Problems to solve =>
A - Using the DirectUrls documentation, explain in one to three sentences why this method bypasses discovery logic.
B - According to the DirectUrls documentation, which protocols must the URLs in direct_urls use?

--- Start Reading text ---

DirectUrls
Explicitly define the entry points for a web crawl. This method bypasses discovery logic to focus the agent on a specific set of target URLs.
Side-Effect Safe
Deterministic
Input-Driven
⚙️ CrawlerTaskExecutionConfigData
{
"direct_urls": [
"https://cognotik.com/docs",
"https://cognotik.com/api/v1"
]
}
→
🌱 Seed Strategy Output
[LOG] Successfully processed 2 direct URLs
-
Item 1: Direct URL 1
https://cognotik.com/docs -
Item 2: Direct URL 2
https://cognotik.com/api/v1
Configuration Parameters
| Field | Type | Description |
|---|---|---|
direct_urls * |
List<String> |
A list of absolute URLs to be used as the starting point for the crawler.
Must use http:// or https:// protocols.
|
Validation Rules
- URLs are trimmed of leading/trailing whitespace.
- Blank or empty strings are ignored.
- Malformed URIs are logged as warnings and skipped.
- Only
httpandhttpsschemes are accepted.
Seed Generation Lifecycle
1. Initialization
The system checks
taskConfig.direct_urls. If the list is null or empty, an error is logged and an empty seed list is returned.
2. Sanitization & Filtering
Each string is trimmed. The system filters out blank entries and validates the URI format. Non-HTTP(S) URLs are discarded with a warning.
3. Mapping
Valid URLs are converted into
SeedItem objects. Titles are auto-generated as "Direct URL {index + 1}".
Kotlin Implementation
// Example: Configuring a CrawlerAgentTask with DirectUrls
val taskConfig = CrawlerTaskExecutionConfigData(
direct_urls = listOf(
"https://example.com/start",
"https://example.com/about"
)
)
val seedStrategy = DirectUrls().createStrategy(task, user)
val seedItems = seedStrategy.getSeedItems(taskConfig, orchestrationConfig)
// Result: List of SeedItems ready for the CrawlerAgent

--- End Reading text ---
--- Start Dataset entries ---

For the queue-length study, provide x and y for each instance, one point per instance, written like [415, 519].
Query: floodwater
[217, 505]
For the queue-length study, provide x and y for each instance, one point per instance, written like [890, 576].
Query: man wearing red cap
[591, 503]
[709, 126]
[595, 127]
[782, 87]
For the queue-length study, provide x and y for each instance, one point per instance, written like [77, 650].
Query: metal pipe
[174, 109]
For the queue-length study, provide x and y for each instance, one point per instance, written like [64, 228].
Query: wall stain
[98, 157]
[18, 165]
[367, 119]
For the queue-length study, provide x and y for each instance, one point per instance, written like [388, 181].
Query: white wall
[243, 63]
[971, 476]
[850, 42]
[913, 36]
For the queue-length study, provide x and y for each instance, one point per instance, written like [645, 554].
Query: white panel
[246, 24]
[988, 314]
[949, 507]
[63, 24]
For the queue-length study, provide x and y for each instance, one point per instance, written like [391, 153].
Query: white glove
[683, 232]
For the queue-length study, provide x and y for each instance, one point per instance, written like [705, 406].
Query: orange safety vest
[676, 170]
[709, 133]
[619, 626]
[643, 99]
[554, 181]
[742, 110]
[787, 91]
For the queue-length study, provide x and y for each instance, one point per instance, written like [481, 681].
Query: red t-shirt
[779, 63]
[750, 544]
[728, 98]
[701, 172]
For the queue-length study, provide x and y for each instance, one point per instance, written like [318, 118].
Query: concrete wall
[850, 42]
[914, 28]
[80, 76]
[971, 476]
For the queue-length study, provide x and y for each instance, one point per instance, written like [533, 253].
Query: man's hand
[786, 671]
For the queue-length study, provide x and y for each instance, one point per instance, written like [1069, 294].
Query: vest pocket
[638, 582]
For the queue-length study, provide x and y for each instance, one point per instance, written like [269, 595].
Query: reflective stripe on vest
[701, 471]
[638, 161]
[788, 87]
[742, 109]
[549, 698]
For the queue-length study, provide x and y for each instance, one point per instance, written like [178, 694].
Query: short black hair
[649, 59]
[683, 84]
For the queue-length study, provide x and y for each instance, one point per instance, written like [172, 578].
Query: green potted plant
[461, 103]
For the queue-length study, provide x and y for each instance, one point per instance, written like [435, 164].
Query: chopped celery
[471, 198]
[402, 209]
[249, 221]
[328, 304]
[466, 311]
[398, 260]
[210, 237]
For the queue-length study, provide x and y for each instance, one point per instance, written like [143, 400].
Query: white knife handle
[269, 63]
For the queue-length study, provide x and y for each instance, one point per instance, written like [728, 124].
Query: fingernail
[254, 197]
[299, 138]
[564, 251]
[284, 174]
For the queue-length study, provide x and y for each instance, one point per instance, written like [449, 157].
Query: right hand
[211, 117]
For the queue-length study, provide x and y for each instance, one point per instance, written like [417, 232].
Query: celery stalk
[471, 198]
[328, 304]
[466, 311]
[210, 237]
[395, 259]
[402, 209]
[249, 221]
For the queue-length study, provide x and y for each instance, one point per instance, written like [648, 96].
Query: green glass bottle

--- End Dataset entries ---

Full answers =>
A - It bypasses discovery logic so that the agent focuses on a specific set of target URLs. The entry points for the crawl are defined explicitly.

B - They must use http:// or https://.